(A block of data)
begin

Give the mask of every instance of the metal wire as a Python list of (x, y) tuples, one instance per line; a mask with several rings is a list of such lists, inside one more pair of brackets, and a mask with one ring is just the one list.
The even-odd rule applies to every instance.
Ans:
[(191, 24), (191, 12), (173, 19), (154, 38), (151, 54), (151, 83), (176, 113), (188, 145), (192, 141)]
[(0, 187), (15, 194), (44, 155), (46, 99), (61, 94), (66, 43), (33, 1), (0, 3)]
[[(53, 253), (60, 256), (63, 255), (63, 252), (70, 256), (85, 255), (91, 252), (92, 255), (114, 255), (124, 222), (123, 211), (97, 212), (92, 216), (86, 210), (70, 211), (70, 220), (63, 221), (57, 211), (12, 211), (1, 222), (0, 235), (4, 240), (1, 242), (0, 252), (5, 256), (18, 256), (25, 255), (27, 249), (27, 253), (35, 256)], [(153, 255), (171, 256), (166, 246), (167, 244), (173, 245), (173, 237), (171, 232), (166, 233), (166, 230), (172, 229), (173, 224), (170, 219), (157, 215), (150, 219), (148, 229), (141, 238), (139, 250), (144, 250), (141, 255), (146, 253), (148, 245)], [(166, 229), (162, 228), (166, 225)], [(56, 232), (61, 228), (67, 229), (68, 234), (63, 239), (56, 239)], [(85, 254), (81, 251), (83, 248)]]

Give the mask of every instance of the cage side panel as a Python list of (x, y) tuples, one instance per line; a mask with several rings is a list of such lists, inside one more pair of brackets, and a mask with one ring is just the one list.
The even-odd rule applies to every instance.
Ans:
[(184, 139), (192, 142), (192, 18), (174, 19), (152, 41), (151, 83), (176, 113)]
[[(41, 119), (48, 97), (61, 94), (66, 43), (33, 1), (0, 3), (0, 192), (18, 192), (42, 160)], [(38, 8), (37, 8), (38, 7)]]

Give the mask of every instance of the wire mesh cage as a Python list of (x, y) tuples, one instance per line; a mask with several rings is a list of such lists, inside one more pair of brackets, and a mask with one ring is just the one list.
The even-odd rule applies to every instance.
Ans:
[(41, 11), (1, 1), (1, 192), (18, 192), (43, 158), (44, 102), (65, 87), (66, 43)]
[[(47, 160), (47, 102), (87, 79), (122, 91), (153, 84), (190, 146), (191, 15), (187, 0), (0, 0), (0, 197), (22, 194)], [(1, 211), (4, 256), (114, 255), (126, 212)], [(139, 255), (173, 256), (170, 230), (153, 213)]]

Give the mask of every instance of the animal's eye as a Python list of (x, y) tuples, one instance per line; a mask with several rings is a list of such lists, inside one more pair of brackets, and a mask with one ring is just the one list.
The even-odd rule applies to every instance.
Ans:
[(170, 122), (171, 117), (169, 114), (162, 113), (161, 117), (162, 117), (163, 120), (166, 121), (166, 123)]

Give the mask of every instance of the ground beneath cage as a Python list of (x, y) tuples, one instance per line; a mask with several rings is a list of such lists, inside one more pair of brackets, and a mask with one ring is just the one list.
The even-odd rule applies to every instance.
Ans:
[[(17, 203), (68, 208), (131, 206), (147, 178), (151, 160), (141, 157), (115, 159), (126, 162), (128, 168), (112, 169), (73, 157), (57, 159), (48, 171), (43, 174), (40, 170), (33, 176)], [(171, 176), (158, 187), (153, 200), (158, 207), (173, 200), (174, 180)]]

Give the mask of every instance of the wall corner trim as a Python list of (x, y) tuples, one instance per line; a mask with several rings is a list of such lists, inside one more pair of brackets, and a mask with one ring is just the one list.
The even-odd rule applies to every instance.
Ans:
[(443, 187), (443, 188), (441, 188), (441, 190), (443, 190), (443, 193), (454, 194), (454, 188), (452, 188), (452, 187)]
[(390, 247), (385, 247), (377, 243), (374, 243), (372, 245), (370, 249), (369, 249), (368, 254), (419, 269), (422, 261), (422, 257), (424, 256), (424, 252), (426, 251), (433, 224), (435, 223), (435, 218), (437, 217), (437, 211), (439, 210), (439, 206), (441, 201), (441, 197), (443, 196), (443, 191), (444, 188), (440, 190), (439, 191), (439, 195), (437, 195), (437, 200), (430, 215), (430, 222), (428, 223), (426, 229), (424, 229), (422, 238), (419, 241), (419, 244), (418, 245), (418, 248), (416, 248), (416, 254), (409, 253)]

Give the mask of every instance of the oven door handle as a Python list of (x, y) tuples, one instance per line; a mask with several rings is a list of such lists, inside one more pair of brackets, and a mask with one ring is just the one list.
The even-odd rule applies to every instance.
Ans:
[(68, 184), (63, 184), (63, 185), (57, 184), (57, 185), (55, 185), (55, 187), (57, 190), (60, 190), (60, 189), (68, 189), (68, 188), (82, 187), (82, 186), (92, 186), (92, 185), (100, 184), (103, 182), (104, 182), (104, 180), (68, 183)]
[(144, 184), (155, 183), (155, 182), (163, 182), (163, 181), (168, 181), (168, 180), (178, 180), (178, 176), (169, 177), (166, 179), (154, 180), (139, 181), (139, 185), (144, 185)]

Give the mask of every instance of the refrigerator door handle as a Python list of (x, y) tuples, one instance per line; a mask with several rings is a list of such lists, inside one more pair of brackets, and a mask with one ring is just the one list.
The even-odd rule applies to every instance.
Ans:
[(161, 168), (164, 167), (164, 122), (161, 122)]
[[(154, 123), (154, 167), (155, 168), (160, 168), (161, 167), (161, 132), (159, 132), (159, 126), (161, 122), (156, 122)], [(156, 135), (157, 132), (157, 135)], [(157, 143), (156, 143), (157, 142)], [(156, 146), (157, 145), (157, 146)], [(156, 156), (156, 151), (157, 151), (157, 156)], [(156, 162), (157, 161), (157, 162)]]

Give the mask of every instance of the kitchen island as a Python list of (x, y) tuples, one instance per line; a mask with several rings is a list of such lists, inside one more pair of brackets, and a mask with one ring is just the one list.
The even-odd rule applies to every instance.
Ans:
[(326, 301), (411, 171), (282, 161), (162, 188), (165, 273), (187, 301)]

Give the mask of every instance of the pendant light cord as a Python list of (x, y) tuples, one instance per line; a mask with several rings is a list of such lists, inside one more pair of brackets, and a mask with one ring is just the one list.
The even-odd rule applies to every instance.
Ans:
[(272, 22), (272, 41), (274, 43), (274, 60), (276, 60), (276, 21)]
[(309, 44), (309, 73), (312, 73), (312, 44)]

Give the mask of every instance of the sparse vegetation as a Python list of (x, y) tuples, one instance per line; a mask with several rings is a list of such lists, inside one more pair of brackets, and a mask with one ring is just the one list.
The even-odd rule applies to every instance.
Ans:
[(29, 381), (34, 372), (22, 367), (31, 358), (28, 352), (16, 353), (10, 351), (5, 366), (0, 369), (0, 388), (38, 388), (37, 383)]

end

Your instructions – Arrange the lines of the rows, from the first line through the line that holds "230), (153, 213)]]" (both included), as a numbered list and omit any blank lines.

Task response –
1. Give the mask of every instance of the metal wire as a Python list of (x, y) tuples, one instance per line; a mask with several rings is a list of such lists, inside one more pair of brackets, and a mask with one ring is just the one list.
2. The even-odd rule applies to every instance.
3. Ans:
4. [(191, 24), (191, 12), (173, 19), (154, 38), (151, 54), (151, 83), (176, 113), (188, 145), (192, 141)]
5. [(0, 187), (15, 194), (44, 155), (46, 99), (61, 94), (66, 43), (33, 1), (0, 3)]
6. [[(53, 253), (60, 256), (63, 255), (63, 252), (70, 256), (85, 255), (91, 252), (92, 255), (114, 255), (124, 222), (123, 211), (97, 212), (92, 216), (86, 210), (70, 211), (70, 220), (63, 221), (57, 211), (12, 211), (1, 222), (0, 235), (4, 240), (1, 242), (0, 252), (5, 256), (18, 256), (25, 255), (27, 249), (27, 253), (35, 256)], [(153, 255), (171, 256), (166, 246), (167, 244), (173, 245), (173, 237), (171, 232), (166, 233), (166, 230), (172, 229), (173, 224), (170, 219), (157, 215), (150, 219), (148, 229), (141, 238), (139, 250), (144, 250), (141, 255), (146, 253), (148, 245)], [(166, 229), (162, 228), (166, 225)], [(56, 232), (61, 228), (67, 229), (68, 234), (63, 239), (56, 239)], [(85, 254), (81, 251), (83, 248)]]
7. Give the mask of every instance of the cage side panel as a Python list of (x, y) tuples, one instance per line; a mask with several rings is a list of such lists, inside one more pair of brackets, and a mask with one ring is just the one list.
8. The even-odd rule applies to every instance.
9. Ans:
10. [(184, 139), (192, 142), (192, 18), (174, 19), (152, 41), (151, 83), (176, 113)]
11. [[(41, 119), (48, 97), (61, 94), (66, 43), (33, 1), (0, 3), (0, 192), (18, 192), (42, 160)], [(38, 8), (37, 8), (38, 7)]]
12. Give the mask of every instance of the wire mesh cage as a Python list of (x, y) tuples, one instance per line; a mask with several rings is a list of such lists, inside one more pair of brackets, and a mask with one ring is just the one list.
13. The even-odd rule applies to every instance.
14. Ans:
15. [(41, 11), (1, 1), (1, 192), (18, 192), (43, 158), (44, 102), (65, 87), (66, 43)]
16. [[(47, 160), (47, 102), (87, 79), (122, 91), (153, 84), (190, 146), (191, 15), (187, 0), (0, 0), (0, 197), (22, 194)], [(1, 211), (4, 256), (114, 255), (126, 212)], [(139, 255), (173, 256), (170, 230), (153, 213)]]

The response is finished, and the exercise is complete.